-- Directive --
Between the lines containing "I need to verify whether the sandy" and "0 157 1100 549", inclusive, replace "sandy ground" with "sandy soil" and leave everything else unchanged. Give back only those lines.

--- START OF Given entries ---

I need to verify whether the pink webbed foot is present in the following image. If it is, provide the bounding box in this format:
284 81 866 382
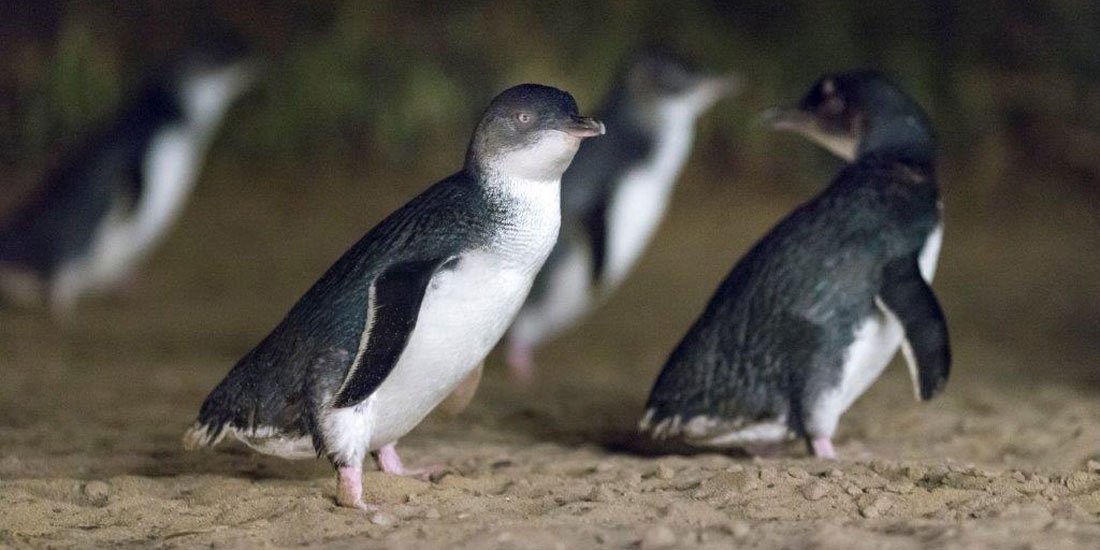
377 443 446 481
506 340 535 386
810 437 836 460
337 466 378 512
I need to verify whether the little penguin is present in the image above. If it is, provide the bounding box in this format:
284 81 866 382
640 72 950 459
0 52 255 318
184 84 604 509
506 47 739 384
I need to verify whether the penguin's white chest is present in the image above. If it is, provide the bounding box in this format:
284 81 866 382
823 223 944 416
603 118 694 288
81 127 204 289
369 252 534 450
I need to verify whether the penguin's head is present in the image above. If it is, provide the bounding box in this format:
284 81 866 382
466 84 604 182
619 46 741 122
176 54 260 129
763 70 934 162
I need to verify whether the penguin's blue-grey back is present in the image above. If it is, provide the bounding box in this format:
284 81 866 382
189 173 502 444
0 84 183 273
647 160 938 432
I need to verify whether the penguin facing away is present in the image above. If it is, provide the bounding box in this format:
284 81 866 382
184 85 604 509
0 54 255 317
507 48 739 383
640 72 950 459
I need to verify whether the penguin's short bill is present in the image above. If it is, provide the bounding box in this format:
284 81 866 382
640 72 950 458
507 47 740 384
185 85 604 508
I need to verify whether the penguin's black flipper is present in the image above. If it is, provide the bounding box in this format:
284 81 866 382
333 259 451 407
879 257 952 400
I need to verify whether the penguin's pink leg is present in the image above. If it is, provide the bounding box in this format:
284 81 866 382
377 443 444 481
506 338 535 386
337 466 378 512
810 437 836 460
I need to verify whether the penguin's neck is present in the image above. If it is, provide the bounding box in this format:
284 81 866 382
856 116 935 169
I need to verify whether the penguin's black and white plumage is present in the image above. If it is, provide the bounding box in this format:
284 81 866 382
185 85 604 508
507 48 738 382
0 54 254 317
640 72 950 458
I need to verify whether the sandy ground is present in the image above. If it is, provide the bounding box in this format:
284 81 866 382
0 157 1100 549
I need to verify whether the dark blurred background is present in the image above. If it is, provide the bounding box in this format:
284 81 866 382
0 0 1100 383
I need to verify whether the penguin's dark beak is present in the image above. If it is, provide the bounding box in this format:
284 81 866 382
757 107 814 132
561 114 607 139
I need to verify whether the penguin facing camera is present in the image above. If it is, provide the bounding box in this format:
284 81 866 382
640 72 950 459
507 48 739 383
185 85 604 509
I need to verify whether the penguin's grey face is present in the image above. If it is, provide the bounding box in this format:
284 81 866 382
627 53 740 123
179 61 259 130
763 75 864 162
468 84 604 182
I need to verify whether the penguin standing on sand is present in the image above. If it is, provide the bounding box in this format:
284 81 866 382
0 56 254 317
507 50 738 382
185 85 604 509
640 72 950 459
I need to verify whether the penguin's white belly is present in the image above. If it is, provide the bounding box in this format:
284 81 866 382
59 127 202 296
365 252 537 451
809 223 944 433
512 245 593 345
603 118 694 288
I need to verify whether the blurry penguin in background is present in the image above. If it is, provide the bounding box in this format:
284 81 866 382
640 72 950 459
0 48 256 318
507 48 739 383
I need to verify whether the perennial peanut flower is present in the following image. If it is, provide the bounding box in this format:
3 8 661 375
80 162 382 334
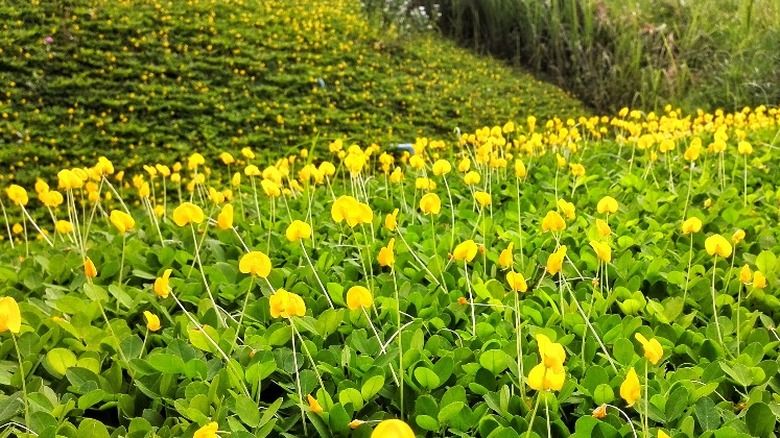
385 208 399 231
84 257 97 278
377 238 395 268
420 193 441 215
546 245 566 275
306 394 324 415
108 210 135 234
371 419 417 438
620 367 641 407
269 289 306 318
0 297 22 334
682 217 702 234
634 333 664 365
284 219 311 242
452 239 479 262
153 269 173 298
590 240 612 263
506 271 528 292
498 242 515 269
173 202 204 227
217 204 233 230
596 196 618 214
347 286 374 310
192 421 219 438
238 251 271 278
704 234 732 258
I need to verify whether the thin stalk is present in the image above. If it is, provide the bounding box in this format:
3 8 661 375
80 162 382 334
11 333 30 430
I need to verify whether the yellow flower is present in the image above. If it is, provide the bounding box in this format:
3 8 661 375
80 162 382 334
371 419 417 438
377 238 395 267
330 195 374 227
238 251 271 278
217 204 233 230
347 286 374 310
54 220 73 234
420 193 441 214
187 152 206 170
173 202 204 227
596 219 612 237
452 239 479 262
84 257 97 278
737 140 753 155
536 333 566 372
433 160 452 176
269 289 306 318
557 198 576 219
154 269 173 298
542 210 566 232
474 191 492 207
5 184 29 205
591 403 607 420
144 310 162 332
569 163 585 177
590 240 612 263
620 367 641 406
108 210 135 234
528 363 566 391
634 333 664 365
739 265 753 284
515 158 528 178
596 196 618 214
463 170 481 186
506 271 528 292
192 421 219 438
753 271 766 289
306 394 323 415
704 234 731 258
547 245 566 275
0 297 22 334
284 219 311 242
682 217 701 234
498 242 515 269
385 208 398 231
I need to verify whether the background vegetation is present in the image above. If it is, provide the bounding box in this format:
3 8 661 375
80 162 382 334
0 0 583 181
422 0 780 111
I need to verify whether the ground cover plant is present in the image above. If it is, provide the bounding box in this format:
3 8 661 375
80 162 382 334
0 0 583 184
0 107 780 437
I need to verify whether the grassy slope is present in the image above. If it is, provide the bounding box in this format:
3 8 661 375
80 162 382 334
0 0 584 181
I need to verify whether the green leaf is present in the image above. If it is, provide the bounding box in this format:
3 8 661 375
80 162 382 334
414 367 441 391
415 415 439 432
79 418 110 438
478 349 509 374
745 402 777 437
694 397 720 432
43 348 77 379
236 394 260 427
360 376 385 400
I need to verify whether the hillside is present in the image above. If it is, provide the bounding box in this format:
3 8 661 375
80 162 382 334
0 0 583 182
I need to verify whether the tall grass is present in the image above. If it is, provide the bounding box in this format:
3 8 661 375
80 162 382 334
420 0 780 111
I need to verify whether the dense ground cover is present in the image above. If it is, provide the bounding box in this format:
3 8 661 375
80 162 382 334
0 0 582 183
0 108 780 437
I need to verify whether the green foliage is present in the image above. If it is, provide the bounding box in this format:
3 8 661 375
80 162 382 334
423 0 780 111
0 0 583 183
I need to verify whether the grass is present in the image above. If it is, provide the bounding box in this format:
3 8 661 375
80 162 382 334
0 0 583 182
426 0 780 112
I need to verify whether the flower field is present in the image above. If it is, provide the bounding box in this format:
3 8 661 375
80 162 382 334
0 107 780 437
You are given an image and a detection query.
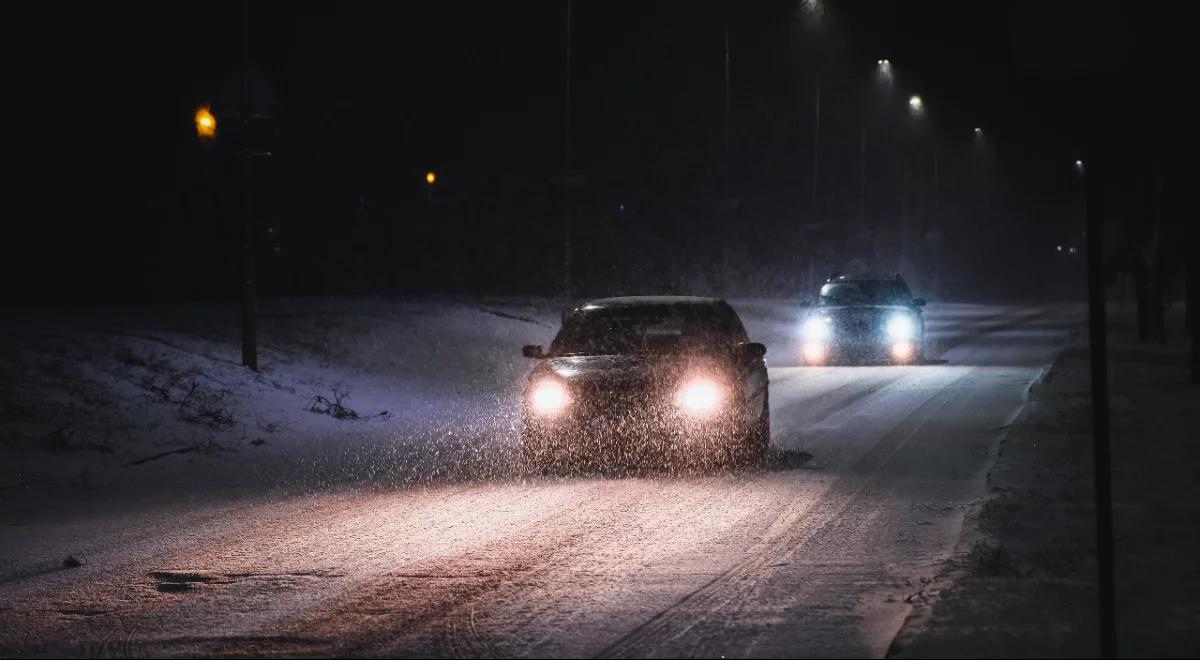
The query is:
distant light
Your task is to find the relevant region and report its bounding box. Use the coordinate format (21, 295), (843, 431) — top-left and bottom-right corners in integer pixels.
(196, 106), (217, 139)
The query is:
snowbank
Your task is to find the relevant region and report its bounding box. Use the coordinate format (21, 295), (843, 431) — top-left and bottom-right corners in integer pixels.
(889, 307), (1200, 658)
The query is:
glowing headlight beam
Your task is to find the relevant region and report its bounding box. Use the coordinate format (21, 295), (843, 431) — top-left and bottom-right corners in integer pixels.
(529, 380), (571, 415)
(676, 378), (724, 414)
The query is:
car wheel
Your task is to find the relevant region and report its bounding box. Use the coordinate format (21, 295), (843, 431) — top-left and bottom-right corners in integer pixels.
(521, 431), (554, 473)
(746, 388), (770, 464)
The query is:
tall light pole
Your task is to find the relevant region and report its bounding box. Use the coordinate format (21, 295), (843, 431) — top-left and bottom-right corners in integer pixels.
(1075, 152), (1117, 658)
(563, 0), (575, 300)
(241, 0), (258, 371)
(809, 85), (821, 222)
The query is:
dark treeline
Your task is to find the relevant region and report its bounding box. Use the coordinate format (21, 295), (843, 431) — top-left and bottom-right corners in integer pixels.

--- END OF Given entries ---
--- START OF Given entries ---

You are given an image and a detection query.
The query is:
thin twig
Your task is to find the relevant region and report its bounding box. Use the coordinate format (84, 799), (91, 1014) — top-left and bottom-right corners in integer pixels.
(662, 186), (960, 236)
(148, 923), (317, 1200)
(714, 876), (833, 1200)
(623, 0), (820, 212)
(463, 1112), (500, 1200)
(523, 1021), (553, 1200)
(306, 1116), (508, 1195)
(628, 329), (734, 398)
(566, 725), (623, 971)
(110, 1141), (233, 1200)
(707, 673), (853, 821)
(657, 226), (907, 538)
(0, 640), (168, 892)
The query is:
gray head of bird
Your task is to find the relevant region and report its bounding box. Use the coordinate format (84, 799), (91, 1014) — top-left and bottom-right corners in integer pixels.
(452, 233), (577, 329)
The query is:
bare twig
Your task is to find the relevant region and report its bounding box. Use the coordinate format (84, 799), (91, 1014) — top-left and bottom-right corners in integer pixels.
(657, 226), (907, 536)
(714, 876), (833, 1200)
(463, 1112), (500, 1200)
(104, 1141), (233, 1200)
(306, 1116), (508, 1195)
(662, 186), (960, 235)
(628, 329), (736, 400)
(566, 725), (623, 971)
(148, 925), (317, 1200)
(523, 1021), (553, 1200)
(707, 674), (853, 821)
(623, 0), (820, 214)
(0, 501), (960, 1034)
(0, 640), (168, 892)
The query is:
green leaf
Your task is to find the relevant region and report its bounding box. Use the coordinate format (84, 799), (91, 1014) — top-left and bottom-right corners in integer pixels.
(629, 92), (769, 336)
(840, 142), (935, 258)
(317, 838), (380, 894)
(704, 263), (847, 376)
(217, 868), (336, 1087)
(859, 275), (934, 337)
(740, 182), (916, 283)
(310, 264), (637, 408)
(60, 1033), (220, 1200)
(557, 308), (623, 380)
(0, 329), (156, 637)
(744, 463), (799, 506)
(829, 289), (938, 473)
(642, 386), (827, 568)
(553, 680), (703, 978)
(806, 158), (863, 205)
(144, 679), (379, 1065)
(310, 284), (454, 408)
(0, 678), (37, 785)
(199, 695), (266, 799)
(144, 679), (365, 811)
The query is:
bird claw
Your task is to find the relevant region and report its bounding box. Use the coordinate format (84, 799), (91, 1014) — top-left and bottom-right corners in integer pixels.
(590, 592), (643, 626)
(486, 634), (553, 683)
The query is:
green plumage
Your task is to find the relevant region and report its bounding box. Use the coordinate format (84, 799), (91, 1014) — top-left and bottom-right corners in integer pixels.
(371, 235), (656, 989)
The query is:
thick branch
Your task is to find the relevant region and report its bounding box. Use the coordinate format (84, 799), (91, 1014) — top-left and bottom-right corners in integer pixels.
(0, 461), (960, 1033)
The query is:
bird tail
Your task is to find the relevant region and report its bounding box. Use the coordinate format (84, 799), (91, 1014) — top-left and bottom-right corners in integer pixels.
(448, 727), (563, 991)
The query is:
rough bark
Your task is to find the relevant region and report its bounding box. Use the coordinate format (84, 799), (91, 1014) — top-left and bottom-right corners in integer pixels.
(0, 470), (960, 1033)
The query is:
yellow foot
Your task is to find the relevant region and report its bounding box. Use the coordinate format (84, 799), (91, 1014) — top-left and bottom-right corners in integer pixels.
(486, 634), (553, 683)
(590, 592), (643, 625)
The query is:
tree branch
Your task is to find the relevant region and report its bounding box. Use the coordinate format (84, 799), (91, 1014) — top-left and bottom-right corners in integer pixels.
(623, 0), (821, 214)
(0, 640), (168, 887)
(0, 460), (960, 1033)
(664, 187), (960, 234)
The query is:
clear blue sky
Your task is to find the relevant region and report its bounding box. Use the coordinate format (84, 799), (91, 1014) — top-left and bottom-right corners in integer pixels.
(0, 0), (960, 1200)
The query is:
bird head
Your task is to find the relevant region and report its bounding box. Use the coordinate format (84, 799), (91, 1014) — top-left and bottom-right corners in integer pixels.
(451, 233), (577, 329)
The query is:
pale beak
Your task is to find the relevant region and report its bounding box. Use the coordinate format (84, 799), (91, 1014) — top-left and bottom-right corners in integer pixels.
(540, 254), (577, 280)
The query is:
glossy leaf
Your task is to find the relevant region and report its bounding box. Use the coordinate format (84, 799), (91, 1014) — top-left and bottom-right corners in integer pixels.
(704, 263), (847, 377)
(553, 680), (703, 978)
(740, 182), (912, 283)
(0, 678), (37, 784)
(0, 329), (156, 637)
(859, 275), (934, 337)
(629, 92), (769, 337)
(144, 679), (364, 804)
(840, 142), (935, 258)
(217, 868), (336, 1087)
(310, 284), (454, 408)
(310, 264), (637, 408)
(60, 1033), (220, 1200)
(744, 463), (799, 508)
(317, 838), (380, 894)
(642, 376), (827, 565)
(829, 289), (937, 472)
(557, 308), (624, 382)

--- END OF Given entries ---

-- Reply --
I need to verify whether the sandy soil is present in the image above. If it is, provide the bounding box in this format:
284 81 866 382
0 157 1100 549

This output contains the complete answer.